**Task prompt**: Write the records out again, unchanged.

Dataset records

● ● ● ●

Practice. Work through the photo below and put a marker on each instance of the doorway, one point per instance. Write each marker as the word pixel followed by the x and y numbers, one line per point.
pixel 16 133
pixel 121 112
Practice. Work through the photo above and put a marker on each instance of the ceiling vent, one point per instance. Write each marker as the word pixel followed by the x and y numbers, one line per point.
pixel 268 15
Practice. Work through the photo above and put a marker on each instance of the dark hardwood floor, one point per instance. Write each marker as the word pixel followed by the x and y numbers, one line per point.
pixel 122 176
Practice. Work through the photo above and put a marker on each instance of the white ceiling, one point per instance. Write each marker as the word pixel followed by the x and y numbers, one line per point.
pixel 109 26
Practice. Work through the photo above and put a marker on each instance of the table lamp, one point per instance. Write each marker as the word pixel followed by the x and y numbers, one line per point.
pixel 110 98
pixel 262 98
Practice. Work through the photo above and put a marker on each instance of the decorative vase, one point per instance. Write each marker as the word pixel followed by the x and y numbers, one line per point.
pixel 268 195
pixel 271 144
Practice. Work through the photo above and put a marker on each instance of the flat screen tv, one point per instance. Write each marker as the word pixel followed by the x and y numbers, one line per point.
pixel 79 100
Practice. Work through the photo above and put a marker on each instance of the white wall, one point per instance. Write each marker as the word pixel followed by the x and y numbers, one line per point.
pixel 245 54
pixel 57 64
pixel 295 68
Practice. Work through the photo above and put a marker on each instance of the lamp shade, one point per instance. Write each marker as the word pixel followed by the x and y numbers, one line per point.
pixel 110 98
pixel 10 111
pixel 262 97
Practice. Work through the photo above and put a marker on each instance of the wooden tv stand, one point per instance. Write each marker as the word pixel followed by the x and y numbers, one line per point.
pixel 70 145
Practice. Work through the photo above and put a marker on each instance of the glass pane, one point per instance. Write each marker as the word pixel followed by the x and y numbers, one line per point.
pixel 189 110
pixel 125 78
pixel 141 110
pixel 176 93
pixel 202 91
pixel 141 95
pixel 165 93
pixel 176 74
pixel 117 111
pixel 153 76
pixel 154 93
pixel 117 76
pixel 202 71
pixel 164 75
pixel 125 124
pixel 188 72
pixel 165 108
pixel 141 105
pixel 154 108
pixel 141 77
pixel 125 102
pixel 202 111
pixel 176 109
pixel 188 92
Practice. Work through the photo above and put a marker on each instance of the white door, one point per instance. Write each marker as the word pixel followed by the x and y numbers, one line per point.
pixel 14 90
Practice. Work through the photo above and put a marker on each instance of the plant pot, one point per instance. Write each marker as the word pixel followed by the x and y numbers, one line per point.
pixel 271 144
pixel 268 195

● ● ● ●

**Result of this exercise**:
Practice. Work through the photo below and put a marker on each instance of the doorway, one point per instance. Write each marker as the word pixel followed by the x and y numbers, one line per point.
pixel 16 133
pixel 121 112
Practice. Work through the photo above and put a marker on each instance of the ceiling vent, one point per instance. Write each marker as the word pixel followed by the x and y numbers, one line per point.
pixel 268 15
Practice. Work through the photo above and put a marker on each instance of the dark hardwood floor, one point per instance. Write each marker as the word pixel followed by the x and y numbers, one line per point.
pixel 122 176
Practice. Work through the photo above and put a marker on each instance of the white ceiling, one point per instance. Write each marker as the word pixel followed by the x and y numbers, one line per point.
pixel 109 26
Practice. Work through the photo above and put a marker on each instance of the table lamp, one point per instance. Write each marker as the word pixel followed by the x and y numbers, one line per point.
pixel 110 98
pixel 262 98
Practice. Work through the photo above and put a marker on each instance of the decorative vase, one point per instance. Write each marker as the word pixel followed by the x and y numbers, one line per point.
pixel 268 195
pixel 271 144
Practice. Work through the photo above and put a marker on each instance of the flat screen tv, one point per instance. Write each marker as the word pixel followed by the x and y numbers, one line per point.
pixel 79 100
Practice. Work through the photo above and put a marker on each instance of the white wall, one point per instance. Write each marker as the word pixel followed by the x and y numbers, one line per point.
pixel 245 54
pixel 57 64
pixel 295 68
Practice. Work through the photo above and put a marker on each instance of the lamp shade, one point per instance. Write each marker as the word pixel followed by the x and y numbers, one line per point.
pixel 110 98
pixel 10 111
pixel 262 97
Practice. Work through the photo above and put a marker on each instance of the wooden tv stand, one point per instance. Write each marker as the word pixel followed by the x and y numbers, one line per point.
pixel 70 145
Practice. Work through the photo above and put a marker on each instance of the glass pane, one point per instance. Write each marker as the word pixel followed by the x and y numbers, one line per point.
pixel 189 110
pixel 125 78
pixel 141 110
pixel 176 93
pixel 202 91
pixel 141 95
pixel 165 93
pixel 176 74
pixel 117 111
pixel 153 76
pixel 154 93
pixel 117 76
pixel 202 71
pixel 164 75
pixel 125 124
pixel 188 72
pixel 165 108
pixel 141 105
pixel 154 108
pixel 141 77
pixel 125 102
pixel 202 111
pixel 176 109
pixel 188 92
Practice. Work through the photo above and put a marker on each instance of the white door, one point per instance. Write each marker as the word pixel followed by the x and y numbers, one line per point.
pixel 14 90
Practice. Work through the photo above and put a marker on each instance of the plant pot, one point per instance. Write each marker as the word pixel followed by the x and y numbers, one line per point.
pixel 271 144
pixel 268 195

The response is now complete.